The task:
Exactly the line with "In this exercise you will find the boulder" and the lines that follow it, through the closing line of the entries, should be restated, with nothing left out or added.

Data provided:

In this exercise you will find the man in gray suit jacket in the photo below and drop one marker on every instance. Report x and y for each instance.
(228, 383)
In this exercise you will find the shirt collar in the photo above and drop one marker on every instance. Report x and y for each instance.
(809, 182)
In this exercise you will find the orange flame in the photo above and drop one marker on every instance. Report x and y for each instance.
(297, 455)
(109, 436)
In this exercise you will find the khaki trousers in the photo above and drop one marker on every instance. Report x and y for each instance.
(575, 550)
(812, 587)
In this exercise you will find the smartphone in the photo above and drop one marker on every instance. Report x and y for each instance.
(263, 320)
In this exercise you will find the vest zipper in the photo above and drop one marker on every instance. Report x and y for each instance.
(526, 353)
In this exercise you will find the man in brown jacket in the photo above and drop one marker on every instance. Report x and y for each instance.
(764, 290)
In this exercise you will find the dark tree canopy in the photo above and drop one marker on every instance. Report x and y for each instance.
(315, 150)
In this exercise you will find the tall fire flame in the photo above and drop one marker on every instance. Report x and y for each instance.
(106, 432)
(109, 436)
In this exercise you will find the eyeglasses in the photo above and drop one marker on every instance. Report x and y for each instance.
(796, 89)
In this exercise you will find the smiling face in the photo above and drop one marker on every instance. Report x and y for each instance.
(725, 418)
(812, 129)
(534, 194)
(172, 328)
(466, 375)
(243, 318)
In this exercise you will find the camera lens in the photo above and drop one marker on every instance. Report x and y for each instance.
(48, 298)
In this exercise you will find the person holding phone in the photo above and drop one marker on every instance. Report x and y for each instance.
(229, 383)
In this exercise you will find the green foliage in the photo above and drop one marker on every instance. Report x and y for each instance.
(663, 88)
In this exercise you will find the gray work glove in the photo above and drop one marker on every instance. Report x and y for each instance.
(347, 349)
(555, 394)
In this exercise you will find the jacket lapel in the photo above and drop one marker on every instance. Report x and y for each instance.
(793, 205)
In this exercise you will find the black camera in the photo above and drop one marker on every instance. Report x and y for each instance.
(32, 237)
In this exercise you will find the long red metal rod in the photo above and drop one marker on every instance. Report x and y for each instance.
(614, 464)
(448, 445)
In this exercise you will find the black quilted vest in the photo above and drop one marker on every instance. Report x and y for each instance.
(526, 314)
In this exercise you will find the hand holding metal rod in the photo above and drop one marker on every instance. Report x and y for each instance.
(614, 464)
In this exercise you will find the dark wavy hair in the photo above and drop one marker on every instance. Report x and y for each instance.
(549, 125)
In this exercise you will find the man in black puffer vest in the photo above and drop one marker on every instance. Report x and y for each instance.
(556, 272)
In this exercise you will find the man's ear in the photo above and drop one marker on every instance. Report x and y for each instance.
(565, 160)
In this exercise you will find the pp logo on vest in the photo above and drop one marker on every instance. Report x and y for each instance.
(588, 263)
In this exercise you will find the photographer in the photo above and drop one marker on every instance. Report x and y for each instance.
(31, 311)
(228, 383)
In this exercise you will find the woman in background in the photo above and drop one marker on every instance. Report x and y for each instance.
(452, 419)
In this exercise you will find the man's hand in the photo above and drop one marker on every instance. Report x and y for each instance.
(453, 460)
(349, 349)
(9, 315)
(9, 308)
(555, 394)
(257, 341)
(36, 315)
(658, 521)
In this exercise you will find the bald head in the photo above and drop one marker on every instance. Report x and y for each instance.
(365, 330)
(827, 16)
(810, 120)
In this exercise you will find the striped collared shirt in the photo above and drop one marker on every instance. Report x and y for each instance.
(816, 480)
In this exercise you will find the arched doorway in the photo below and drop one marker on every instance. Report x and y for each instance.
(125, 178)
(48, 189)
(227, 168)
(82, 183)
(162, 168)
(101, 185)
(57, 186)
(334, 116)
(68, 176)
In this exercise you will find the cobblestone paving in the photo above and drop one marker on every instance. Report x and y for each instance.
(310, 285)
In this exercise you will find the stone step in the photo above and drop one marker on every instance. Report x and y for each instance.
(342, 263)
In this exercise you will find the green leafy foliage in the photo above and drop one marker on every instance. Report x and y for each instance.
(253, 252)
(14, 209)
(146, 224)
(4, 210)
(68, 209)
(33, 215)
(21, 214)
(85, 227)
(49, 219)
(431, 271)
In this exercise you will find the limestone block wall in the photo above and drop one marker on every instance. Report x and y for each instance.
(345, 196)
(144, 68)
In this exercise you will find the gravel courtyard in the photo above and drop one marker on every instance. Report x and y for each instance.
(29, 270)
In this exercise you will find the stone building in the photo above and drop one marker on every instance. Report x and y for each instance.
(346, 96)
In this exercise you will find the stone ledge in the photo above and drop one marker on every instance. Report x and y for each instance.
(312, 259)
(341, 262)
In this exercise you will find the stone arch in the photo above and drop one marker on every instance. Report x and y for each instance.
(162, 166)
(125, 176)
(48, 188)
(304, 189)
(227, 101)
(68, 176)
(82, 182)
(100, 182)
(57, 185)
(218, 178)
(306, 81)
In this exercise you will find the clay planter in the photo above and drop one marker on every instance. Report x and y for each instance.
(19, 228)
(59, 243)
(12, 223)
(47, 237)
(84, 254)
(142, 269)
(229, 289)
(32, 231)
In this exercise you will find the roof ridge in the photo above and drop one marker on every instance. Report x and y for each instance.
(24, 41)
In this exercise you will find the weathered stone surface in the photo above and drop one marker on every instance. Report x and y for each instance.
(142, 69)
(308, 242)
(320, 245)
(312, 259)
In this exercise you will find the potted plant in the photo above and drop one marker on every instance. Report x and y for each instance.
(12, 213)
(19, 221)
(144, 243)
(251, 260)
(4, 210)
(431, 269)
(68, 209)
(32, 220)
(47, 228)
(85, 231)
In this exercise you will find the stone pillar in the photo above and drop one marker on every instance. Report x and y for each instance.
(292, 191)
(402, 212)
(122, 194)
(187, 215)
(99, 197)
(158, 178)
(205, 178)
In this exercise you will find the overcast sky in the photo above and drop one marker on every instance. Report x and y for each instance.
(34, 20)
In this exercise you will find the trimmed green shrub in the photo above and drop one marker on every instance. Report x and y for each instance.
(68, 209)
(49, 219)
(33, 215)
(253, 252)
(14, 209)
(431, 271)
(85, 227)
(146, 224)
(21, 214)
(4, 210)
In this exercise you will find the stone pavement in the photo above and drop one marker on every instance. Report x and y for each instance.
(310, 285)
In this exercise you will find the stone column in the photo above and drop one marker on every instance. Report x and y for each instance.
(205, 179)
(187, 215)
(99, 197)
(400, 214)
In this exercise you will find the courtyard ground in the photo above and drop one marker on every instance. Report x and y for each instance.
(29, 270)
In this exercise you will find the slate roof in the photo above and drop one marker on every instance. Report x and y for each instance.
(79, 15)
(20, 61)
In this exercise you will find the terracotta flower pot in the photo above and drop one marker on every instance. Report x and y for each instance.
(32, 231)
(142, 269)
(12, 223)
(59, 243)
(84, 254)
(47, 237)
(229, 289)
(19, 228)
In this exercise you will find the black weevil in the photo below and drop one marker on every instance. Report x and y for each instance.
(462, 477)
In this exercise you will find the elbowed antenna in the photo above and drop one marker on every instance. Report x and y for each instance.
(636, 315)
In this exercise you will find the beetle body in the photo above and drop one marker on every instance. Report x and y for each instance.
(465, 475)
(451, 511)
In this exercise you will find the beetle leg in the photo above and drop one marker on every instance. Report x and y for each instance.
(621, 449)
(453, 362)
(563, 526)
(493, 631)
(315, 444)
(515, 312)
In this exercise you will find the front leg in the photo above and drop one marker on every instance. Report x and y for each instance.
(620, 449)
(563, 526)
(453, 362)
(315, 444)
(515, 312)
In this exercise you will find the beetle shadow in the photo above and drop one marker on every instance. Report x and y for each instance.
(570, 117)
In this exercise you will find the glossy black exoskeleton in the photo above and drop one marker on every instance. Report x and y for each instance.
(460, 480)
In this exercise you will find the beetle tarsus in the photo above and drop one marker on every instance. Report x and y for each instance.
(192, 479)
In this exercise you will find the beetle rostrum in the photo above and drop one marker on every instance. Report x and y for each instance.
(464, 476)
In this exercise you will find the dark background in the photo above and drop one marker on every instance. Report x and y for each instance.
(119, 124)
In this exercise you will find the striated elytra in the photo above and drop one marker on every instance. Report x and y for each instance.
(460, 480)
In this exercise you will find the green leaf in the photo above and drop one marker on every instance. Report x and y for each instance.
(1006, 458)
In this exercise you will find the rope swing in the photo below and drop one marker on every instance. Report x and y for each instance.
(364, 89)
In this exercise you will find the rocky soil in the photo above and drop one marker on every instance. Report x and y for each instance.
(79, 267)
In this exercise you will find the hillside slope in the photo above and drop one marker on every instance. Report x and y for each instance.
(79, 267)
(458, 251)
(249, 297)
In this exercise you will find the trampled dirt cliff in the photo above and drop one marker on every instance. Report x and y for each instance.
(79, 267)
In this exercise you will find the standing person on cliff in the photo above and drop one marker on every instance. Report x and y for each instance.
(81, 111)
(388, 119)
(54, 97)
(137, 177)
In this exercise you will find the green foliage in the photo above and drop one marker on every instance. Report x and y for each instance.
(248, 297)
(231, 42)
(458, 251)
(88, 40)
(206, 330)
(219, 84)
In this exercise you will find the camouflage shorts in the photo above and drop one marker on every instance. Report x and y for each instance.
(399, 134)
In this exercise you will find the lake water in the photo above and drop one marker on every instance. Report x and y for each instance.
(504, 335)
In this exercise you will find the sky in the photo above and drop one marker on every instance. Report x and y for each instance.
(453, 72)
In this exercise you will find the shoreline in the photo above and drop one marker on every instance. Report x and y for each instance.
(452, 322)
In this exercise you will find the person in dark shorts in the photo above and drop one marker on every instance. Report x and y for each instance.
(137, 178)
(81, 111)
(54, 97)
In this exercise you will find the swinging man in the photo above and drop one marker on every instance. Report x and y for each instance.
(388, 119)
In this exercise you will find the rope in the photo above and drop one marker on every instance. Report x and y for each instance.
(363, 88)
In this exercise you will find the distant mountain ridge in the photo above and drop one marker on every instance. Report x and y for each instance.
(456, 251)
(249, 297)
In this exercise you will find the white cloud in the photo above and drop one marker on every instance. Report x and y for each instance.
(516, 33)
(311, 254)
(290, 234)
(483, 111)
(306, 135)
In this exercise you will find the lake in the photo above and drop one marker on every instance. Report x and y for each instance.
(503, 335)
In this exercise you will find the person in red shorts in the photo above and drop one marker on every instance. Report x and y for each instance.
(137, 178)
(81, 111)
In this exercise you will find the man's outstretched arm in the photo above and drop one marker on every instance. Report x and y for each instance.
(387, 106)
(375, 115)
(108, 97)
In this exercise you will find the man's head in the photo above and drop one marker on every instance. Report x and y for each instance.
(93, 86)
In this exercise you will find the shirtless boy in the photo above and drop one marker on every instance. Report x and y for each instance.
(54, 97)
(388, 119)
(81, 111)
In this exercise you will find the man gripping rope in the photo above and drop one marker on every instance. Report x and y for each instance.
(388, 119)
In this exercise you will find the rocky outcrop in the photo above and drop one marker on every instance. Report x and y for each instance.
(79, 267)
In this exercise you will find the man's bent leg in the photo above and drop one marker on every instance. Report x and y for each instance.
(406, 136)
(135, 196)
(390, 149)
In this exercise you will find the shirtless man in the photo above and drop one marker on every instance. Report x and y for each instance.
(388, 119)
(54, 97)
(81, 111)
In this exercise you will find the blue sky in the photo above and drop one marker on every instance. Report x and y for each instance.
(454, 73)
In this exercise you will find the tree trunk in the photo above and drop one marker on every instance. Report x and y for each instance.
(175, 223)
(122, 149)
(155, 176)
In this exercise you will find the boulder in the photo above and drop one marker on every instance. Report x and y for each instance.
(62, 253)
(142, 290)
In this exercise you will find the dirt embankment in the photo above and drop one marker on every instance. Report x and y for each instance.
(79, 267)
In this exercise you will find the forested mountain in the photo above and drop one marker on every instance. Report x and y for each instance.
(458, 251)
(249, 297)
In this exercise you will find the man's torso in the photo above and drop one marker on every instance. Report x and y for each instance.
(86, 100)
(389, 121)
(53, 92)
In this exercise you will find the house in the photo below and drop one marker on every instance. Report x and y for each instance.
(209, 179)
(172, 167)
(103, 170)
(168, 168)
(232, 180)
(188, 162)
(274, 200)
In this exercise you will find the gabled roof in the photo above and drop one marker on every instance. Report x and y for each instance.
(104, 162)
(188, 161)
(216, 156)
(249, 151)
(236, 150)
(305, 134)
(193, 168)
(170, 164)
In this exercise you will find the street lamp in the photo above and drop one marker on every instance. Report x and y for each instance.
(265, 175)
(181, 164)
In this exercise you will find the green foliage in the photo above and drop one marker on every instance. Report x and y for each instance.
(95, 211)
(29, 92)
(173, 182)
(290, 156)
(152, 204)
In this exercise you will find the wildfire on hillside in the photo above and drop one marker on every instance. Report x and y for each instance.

Answer to this problem:
In this exercise you will find the boulder in the photo above and drop one marker on every instance. Report x and y for each instance.
(62, 253)
(142, 290)
In this exercise you will find the dirt embankment in the photo above and drop one marker on every instance. Report x and y for each instance.
(79, 267)
In this exercise you will find the forested mountain in the photo above and drop one marker on every instance. Report x and y for each instance.
(458, 251)
(249, 297)
In this exercise you will find the man's torso in the photo above and drop one marker on every instance. Report x and y for each instance.
(86, 100)
(389, 121)
(53, 92)
In this exercise you will find the house in the photo below and drop one marker on every instance. Report x and y for each instance.
(209, 179)
(172, 167)
(103, 170)
(168, 168)
(232, 180)
(188, 162)
(274, 200)
In this exercise you will find the gabled roof in the photo above and drop one marker on every instance. Report x and y for each instance.
(104, 162)
(188, 161)
(216, 156)
(249, 151)
(236, 150)
(305, 134)
(193, 168)
(170, 164)
In this exercise you will find the street lamp in the photo above and drop one marker on every instance. Report x and y for each instance.
(265, 175)
(181, 164)
In this exercise you will find the green foliage in the photo above and drop one marker on every instance. Report x and y for each instance.
(95, 211)
(29, 92)
(173, 182)
(290, 156)
(152, 204)
In this exercise you will find the wildfire on hillside in the photo above and drop one marker on every instance. Report x and y for each instance.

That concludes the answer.